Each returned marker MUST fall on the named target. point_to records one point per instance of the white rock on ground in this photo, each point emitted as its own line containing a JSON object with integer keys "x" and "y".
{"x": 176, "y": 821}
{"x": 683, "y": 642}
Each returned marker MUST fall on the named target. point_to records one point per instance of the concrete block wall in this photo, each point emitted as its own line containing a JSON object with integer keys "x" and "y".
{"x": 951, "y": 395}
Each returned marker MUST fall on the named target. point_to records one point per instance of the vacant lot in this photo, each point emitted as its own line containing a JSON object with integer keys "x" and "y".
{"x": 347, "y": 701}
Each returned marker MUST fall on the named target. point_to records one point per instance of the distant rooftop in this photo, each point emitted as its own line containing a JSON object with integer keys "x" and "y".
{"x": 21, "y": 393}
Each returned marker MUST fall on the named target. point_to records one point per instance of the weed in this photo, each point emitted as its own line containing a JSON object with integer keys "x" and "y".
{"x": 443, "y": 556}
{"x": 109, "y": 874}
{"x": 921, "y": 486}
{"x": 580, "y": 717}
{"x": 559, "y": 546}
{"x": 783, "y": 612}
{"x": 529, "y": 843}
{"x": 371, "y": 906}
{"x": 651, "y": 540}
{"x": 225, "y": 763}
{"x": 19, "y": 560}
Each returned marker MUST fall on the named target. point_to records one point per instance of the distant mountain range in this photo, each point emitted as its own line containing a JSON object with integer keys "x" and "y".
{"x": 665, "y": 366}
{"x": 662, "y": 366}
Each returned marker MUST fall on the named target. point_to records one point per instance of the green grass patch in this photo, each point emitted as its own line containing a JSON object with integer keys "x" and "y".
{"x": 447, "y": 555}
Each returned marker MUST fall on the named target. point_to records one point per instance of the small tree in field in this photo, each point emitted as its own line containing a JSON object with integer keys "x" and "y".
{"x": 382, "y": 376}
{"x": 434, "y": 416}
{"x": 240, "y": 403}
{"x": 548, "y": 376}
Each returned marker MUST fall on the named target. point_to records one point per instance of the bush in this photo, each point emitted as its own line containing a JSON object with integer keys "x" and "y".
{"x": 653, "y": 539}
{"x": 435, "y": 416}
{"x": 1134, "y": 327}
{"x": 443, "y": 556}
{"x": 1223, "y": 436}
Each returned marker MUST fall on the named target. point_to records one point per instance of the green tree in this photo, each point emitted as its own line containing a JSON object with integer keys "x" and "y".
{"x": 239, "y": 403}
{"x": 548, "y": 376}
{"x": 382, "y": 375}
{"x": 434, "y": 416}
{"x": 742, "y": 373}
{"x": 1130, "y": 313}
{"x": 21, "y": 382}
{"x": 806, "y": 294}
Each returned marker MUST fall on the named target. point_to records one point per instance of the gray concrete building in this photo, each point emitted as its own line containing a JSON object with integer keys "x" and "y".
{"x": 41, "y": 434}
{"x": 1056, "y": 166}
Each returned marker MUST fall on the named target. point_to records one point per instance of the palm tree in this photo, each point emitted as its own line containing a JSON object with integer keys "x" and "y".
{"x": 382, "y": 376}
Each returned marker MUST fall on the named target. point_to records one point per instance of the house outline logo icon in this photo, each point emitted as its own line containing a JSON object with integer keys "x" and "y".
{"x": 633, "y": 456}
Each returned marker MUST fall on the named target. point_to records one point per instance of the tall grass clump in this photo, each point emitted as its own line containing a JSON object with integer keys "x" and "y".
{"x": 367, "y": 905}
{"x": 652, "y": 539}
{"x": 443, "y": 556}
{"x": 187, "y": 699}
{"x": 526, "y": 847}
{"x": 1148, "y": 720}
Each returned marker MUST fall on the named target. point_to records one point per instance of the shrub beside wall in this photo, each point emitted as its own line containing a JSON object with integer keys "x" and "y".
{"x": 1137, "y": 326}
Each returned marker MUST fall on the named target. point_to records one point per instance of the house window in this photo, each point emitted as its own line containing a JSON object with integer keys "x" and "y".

########

> [Task brief]: Output the records above, each one exactly, with none left out.

> [Output below]:
Each returned marker MUST fall on the named target. point_to records one point per instance of the white rock on ground in this photo, each point emitted as its own line containing a JSON object with integer keys "x" and "y".
{"x": 176, "y": 821}
{"x": 683, "y": 642}
Each returned marker MUST fall on the named target. point_to records one point per instance of the concrete block wall in this photo, each point emitted as its own line containing a JSON object with integer keys "x" and "y".
{"x": 951, "y": 395}
Each returned marker MUST fall on the named target. point_to records one point per instance of the vacant lot in this photo, each point emitted as its own line containing a JSON object with integer keys "x" and "y".
{"x": 347, "y": 701}
Each returned marker MUST fall on the named target. point_to records one point per instance of the distant rooftop in this photo, each point emitted as its own line containing a JSON object with integer keys "x" and "y".
{"x": 21, "y": 393}
Each returned marker MUST fall on the named target. point_to records one point per instance of the weed in this photo, each point emitted as its own line containing a JSON object with integer keys "x" and "y".
{"x": 443, "y": 556}
{"x": 109, "y": 874}
{"x": 921, "y": 486}
{"x": 580, "y": 717}
{"x": 559, "y": 546}
{"x": 783, "y": 612}
{"x": 529, "y": 843}
{"x": 371, "y": 906}
{"x": 651, "y": 540}
{"x": 225, "y": 763}
{"x": 19, "y": 560}
Each returned marker MUST fall on the named target. point_to records one point per instance of the distant mountain range in this photo, each point emitted as its own line containing a JSON object with integer keys "x" and "y".
{"x": 665, "y": 366}
{"x": 662, "y": 366}
Each returned marker MUST fall on the named target. point_to records one point per instance of the green grass patch in this photo, each point emitted as its own line containing a JSON object with integer keys "x" and "y".
{"x": 447, "y": 555}
Each returned marker MUST fall on the named target. point_to records one point per instance of the small tree in field in this photo, each point emitted as its own line containing a JSON object with integer keys "x" and "y".
{"x": 382, "y": 376}
{"x": 434, "y": 416}
{"x": 240, "y": 403}
{"x": 548, "y": 376}
Each returned marker MUST fall on the named target. point_to records one point per instance of the bush in this photo, each point emitted as its own line containing a JSON object with integer keys "x" and "y".
{"x": 653, "y": 539}
{"x": 435, "y": 416}
{"x": 1134, "y": 327}
{"x": 443, "y": 556}
{"x": 1223, "y": 436}
Each returned marker MUST fall on the named target. point_to records one point per instance of the green tree in this photo, each point emitted as its own line containing a JSON object with integer keys "x" and "y".
{"x": 239, "y": 403}
{"x": 548, "y": 376}
{"x": 382, "y": 375}
{"x": 434, "y": 416}
{"x": 742, "y": 373}
{"x": 1130, "y": 313}
{"x": 21, "y": 382}
{"x": 806, "y": 294}
Each returned marker MUST fall on the named target. point_to records one point per instance of the gray concrete building in this photo, each point emitted as its own line containing a JSON object with integer keys "x" and "y".
{"x": 41, "y": 434}
{"x": 1056, "y": 166}
Each returned marker MUST fall on the named target. point_to records one point per instance of the palm tree in this photo, each point emitted as its own line containing a JSON object with integer keys "x" and "y".
{"x": 382, "y": 376}
Each returned marker MUST fall on the named target. point_to records one point per instance of the house outline logo icon in this photo, each point emitted as its own line containing a JSON object with integer keys "x" and "y".
{"x": 633, "y": 456}
Each returned marker MUST fall on the named target. point_to records one point per instance of the tall grass clump in this photo, each point emitted as its own line containing a JSON object with integer keys "x" and "y".
{"x": 367, "y": 905}
{"x": 652, "y": 539}
{"x": 443, "y": 556}
{"x": 187, "y": 699}
{"x": 526, "y": 847}
{"x": 1148, "y": 720}
Each returned marker MUST fall on the named target. point_to records one point per instance of the shrub beside wall in this photo, each point emitted as its own line containing a JSON object with integer keys "x" and "y".
{"x": 1137, "y": 326}
Each returned marker MUST fall on the named target. point_to records one point per instance of the house window in this photo, each point emitted as its own line containing a JSON object with integer keys "x" and "y".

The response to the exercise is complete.